» **Document passage**
--------------------------------------------------

Earlier this week, a federal health advisory panel recommended that obese adults receive intensive counseling in order to address the mounting obesity epidemic in America. The U.S. Preventive Services Task Force encouraged doctors to identify and aid obese patients by providing counseling, or referring them to a weight loss-oriented program.
Specially targeted: patients with a body mass index of 30 or more — which is currently one in three Americans.
Under the current health care law, medicare and most other insurers would be required to cover the cost of any recommended weight loss services. Under current guidelines, many health insurance companies aren’t required — and don’t cover — weight loss counseling. And according to a recent study, more than half of obese patients had never been told they were obese by their doctors. The Preventative Services Task Force, though, found that obese patients found the most success with “intensive, multicomponent behavioral interventions,” involving at least a dozen counseling sessions.

--------------------------------------------------

» **Entries provided**
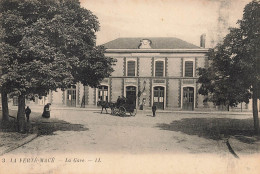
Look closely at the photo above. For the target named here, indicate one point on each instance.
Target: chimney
(203, 40)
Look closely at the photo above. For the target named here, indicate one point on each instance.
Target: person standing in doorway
(154, 110)
(27, 113)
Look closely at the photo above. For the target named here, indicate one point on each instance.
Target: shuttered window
(131, 68)
(159, 68)
(189, 69)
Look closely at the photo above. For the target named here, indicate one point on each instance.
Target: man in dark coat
(27, 113)
(154, 110)
(46, 111)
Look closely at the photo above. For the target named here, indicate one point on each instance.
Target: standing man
(27, 113)
(154, 110)
(46, 111)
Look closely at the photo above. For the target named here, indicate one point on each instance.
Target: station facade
(159, 71)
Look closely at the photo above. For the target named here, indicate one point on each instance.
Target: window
(103, 93)
(188, 69)
(159, 68)
(131, 68)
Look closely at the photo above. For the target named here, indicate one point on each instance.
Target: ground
(170, 140)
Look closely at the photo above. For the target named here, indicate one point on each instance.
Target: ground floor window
(188, 98)
(131, 95)
(103, 93)
(158, 97)
(71, 97)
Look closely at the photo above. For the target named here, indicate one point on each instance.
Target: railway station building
(159, 71)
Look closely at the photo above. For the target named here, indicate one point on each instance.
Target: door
(71, 97)
(131, 95)
(158, 97)
(188, 98)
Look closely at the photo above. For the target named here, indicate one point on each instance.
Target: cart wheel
(133, 113)
(122, 111)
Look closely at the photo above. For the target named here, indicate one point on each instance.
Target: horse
(105, 105)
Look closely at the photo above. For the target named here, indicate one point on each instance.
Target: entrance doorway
(71, 97)
(131, 95)
(188, 98)
(158, 97)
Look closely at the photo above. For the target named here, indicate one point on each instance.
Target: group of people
(46, 109)
(45, 114)
(122, 100)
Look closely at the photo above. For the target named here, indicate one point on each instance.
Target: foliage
(235, 62)
(49, 44)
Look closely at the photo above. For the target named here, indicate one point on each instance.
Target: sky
(184, 19)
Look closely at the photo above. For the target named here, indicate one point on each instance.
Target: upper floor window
(131, 68)
(188, 69)
(159, 68)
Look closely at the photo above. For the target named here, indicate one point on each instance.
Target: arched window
(188, 69)
(159, 68)
(131, 68)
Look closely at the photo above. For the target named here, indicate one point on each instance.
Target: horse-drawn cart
(122, 110)
(119, 108)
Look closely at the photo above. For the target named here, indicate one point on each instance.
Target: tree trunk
(5, 111)
(21, 114)
(255, 110)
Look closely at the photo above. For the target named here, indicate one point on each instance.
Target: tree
(236, 64)
(53, 44)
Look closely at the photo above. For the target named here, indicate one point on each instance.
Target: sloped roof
(156, 43)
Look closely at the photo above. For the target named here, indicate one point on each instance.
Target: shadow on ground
(214, 128)
(43, 126)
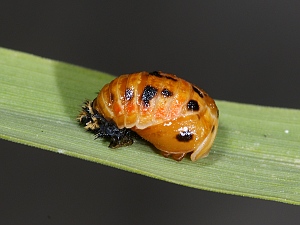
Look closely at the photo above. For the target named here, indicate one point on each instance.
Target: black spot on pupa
(166, 93)
(128, 94)
(193, 105)
(112, 97)
(198, 91)
(184, 136)
(148, 93)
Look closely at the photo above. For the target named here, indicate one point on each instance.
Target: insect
(169, 112)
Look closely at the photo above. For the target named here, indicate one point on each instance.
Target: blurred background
(242, 51)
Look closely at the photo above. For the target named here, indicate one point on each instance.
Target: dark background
(243, 51)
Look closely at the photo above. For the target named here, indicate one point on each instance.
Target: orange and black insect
(169, 112)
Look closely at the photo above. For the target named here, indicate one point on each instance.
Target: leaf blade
(256, 152)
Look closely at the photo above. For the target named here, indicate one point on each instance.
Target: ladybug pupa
(167, 111)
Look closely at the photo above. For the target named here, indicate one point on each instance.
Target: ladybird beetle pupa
(172, 114)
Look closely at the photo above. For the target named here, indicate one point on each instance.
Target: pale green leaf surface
(256, 152)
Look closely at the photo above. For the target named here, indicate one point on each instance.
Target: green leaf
(256, 152)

--------------------------------------------------

» **Task**
Copy out the full passage on the obesity counseling recommendation, word for word. These rows were taken from a separate source.

» **Expected output**
Earlier this week, a federal health advisory panel recommended that obese adults receive intensive counseling in order to address the mounting obesity epidemic in America. The U.S. Preventive Services Task Force encouraged doctors to identify and aid obese patients by providing counseling, or referring them to a weight loss-oriented program.
Specially targeted: patients with a body mass index of 30 or more — which is currently one in three Americans.
Under the current health care law, medicare and most other insurers would be required to cover the cost of any recommended weight loss services. Under current guidelines, many health insurance companies aren’t required — and don’t cover — weight loss counseling. And according to a recent study, more than half of obese patients had never been told they were obese by their doctors. The Preventative Services Task Force, though, found that obese patients found the most success with “intensive, multicomponent behavioral interventions,” involving at least a dozen counseling sessions.